Given data —
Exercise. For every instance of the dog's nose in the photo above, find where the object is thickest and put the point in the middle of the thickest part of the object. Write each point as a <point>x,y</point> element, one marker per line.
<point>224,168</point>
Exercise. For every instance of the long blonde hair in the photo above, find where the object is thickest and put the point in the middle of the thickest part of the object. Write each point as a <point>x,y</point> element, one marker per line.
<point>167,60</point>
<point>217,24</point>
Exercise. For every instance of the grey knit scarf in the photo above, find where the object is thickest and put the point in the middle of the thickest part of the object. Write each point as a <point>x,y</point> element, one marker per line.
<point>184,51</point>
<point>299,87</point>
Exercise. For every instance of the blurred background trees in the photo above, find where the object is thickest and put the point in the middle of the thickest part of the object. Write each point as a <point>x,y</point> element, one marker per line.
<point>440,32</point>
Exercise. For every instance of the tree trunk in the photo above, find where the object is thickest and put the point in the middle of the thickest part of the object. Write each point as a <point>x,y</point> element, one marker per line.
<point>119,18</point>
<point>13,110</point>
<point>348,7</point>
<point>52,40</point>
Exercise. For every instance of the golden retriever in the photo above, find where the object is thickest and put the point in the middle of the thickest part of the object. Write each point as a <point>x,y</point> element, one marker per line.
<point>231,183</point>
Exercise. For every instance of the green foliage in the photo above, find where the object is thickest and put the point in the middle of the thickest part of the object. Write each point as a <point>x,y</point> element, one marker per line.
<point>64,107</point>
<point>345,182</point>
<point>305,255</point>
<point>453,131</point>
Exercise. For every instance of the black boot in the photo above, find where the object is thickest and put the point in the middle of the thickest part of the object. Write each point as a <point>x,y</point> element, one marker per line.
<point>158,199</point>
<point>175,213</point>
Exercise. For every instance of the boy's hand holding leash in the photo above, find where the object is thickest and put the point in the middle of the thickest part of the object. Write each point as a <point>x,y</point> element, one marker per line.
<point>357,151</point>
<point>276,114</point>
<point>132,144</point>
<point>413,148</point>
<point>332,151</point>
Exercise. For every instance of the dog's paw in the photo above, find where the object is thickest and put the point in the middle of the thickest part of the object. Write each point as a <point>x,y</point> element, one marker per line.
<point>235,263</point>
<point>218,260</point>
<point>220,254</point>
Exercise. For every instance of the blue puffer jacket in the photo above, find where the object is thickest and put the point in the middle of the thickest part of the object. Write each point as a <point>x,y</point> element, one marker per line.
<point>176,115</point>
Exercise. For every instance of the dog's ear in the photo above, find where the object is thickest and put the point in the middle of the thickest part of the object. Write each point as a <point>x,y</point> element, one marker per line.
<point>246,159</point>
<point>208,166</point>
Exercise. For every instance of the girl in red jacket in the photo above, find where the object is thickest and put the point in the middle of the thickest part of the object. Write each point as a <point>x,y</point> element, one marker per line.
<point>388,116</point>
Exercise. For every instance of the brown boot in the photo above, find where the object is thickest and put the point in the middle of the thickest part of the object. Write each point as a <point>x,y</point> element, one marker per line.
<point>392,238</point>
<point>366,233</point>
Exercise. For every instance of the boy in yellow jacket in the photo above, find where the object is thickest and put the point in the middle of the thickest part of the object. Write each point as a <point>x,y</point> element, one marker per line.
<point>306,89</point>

What the task requires — Revise the listing above so that every "thickest part" becomes "widest part", with nothing else changed.

Solution —
Exercise. For every instance of the dog's nose in the photo above, find where the object is thickest and put the point in the middle of the widest part of the object. Write each point as a <point>x,y</point> element, one marker per line.
<point>224,168</point>
Exercise. For every instance of the long blonde hair in the photo above, find where the object is thickest and put the point in the middle of the widest part of the object. Write each point as a <point>x,y</point> element, one marker per line.
<point>167,60</point>
<point>217,24</point>
Exercise. For every instance of the grey knit scarf in the photo above, find where the object is thickest and put the point in the middle of the widest part of the object. Write each point as a <point>x,y</point> element, one marker per line.
<point>184,51</point>
<point>299,87</point>
Exercise. For every instance of the blurred background trees in the photo above, find where the object is thickest and put the point in the middle of the widest part of the object. Write each point as a <point>x,y</point> element, one marker per line.
<point>440,32</point>
Exercise. For every instance of the tree trunk in the photo above, find where the object is thickest and put the point in the middle of the widest part of the object. Write each point as a <point>x,y</point> element, one marker per line.
<point>119,18</point>
<point>13,110</point>
<point>348,7</point>
<point>52,40</point>
Exercise. For every instance of the golden retriever in the photo above, find where the object is thickest and put the point in the middle of the widest part of the object. Write each point as a <point>x,y</point> element, one marker per line.
<point>231,183</point>
Exercise. For every instance of the green foliage in the photo above, find where the object is thickest and put the point in the middle of the widest part of the object. Write each point as a <point>x,y</point> element, one marker per line.
<point>64,107</point>
<point>345,182</point>
<point>305,255</point>
<point>453,131</point>
Exercise. For every instance of the black boot in the photo above, find where the object is thickest and put the point in the middle of the widest part of the object. Write each point as a <point>x,y</point> element, one marker per line.
<point>158,199</point>
<point>175,213</point>
Exercise. For every instance of the boy's hand holding leash in the photo above, find where the object is thickest and put the point in the middle of the widest part of the object. Write each point as a <point>x,y</point> element, one marker per line.
<point>357,151</point>
<point>276,114</point>
<point>132,144</point>
<point>413,148</point>
<point>332,151</point>
Exercise. For every instance of the dog's paw in the photo above, find where the object is thickest and put the point in the middle of the widest part of the object. Write each point as a <point>x,y</point> element, one marker per line.
<point>235,263</point>
<point>218,260</point>
<point>220,254</point>
Exercise. For every instance of the blue puffer jacket in the photo above, find where the object is thickest and put the point in the middle of the widest part of the object. Write each point as a <point>x,y</point> element, one marker per line.
<point>176,115</point>
Exercise. For every instance of the dog's ear in the photo above, find where the object is thickest and put the point in the middle of the widest part of the object. Write each point as a <point>x,y</point> element, one marker per line.
<point>246,159</point>
<point>208,166</point>
Exercise. For every instance of the girl in red jacket in the photo above, find where the object is thickest and put the point in the middle of the widest part of the object. Write each point as a <point>x,y</point> element, one marker per line.
<point>388,116</point>
Exercise. For every instance of the brown boot in the photo above, find where the object is thickest and put the point in the middle of the widest part of the object. Write each point as a <point>x,y</point> element, one marker per line.
<point>392,238</point>
<point>366,233</point>
Exercise. For every instance of the boy in yellow jacket in the photo above, find where the object is thickest and put the point in the middle of the widest part of the object. Write each point as a <point>x,y</point> element, one marker per line.
<point>306,89</point>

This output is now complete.